Excerpt to read:
========================
# Basics of PyTorch - Neural Network
### Date: 02/20/2025
### by Malik N. Mohammed

## Objectives
- Building Neural networks using PyTorch
- Analyze the parameters of the model
- Dive into activation functions


In [19]:
from torch.utils.data import DataLoader
from torchvision import datasets, transforms
from torch import nn
import torch

In [20]:
device = 'cpu'

if torch.accelerator.is_available():
    device = torch.accelerator.current_accelerator()

device

device(type='cuda')

In [69]:
# Set print option for truncated output.
torch.set_printoptions(precision=2, threshold=10)

In [28]:
# Get the MNIST Dataset
data = datasets.MNIST(
  'data',
  download=True,
  transform=transforms.ToTensor() # Convert PIL Image to tensor using torchvision.transforms.ToTensor()
)

In [22]:
data

Dataset MNIST
    Number of datapoints: 60000
    Root location: data
    Split: Train
    StandardTransform
Transform: ToTensor()

In [23]:
class NeuralNetwork(nn.Module):
    def __init__(self):
        """
        Initialize the NeuralNetwork module class.
        """
        
        super(NeuralNetwork, self).__init__()

        # Flatten layer - Converts nd array to 1d
        self.flatten = nn.Flatten()

        # Linear neural network with ReLU (max(0, x)) activation functions.
        # Final layer has 10 nodes which are 10 classes in the dataset.
        self.linear_relu_stack = nn.Sequential(
            nn.Linear(28*28, 512),
            nn.ReLU(),
            nn.Linear(512, 512),
            nn.ReLU(),
            nn.Linear(512, 10)
        )

    def forward(self, x):
        # Flatten the dataset before passing through the NN.
        x = self.flatten(x)

        # Pass the flatten data and get the logits.
        # Logits - raw, unnormalized scores output by the last layer.
        # We generally use Softmax function to get the probability distribution over classes.
========================
Material:

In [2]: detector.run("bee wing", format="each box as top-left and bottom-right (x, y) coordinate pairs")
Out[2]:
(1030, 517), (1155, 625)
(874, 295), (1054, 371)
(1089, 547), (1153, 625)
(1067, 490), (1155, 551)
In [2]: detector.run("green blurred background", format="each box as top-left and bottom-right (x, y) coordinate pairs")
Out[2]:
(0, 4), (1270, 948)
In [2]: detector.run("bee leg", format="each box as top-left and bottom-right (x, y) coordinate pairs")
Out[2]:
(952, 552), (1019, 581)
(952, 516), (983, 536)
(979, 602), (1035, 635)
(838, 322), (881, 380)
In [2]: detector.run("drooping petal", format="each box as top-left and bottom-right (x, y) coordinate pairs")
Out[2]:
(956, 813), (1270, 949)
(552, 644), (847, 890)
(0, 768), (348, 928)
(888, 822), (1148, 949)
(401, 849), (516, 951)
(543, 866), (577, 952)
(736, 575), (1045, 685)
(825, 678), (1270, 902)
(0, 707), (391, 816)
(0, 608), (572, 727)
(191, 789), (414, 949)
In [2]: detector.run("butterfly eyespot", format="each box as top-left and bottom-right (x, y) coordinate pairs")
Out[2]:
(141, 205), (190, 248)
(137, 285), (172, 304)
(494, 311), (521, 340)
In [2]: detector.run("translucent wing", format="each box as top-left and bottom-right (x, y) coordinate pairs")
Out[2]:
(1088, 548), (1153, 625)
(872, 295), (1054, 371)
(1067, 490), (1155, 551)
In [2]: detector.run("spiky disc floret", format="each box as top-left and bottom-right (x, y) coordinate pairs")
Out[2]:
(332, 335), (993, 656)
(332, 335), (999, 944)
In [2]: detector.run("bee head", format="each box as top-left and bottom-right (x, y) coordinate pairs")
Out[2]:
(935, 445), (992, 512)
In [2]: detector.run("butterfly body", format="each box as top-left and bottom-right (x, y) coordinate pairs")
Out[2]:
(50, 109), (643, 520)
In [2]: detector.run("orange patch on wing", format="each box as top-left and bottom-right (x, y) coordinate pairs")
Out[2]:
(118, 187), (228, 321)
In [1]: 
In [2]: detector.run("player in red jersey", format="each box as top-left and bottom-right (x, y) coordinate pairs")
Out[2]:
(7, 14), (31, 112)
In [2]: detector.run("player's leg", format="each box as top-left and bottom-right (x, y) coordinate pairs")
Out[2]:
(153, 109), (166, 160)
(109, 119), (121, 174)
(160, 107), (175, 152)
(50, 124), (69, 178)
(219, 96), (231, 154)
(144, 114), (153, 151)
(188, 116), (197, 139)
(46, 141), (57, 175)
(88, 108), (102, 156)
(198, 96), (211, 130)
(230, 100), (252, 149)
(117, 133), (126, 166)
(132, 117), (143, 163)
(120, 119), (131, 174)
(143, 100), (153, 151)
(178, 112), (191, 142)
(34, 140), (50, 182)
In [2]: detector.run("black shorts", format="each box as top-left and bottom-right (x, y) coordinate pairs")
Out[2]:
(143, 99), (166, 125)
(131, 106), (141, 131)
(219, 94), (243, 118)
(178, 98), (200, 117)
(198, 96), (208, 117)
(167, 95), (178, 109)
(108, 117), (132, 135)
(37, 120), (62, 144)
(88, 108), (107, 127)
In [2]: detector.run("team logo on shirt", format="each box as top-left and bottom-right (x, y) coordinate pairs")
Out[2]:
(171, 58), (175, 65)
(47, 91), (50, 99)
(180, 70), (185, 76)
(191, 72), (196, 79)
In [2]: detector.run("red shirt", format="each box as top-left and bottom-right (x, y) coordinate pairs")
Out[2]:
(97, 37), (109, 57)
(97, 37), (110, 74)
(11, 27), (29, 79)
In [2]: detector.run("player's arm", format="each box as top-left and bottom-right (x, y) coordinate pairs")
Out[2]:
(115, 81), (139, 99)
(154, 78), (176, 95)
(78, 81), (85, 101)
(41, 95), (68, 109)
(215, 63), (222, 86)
========================
Task to complete:
In the PyTorch neural network notebook, turn the two-line code comment that starts "Linear neural network with ReLU" into a short bulleted list that keeps both of its facts.

Finished answer:
- Linear network with ReLU activations (max(0, x))
- Final layer: 10 nodes, matching the dataset's 10 classes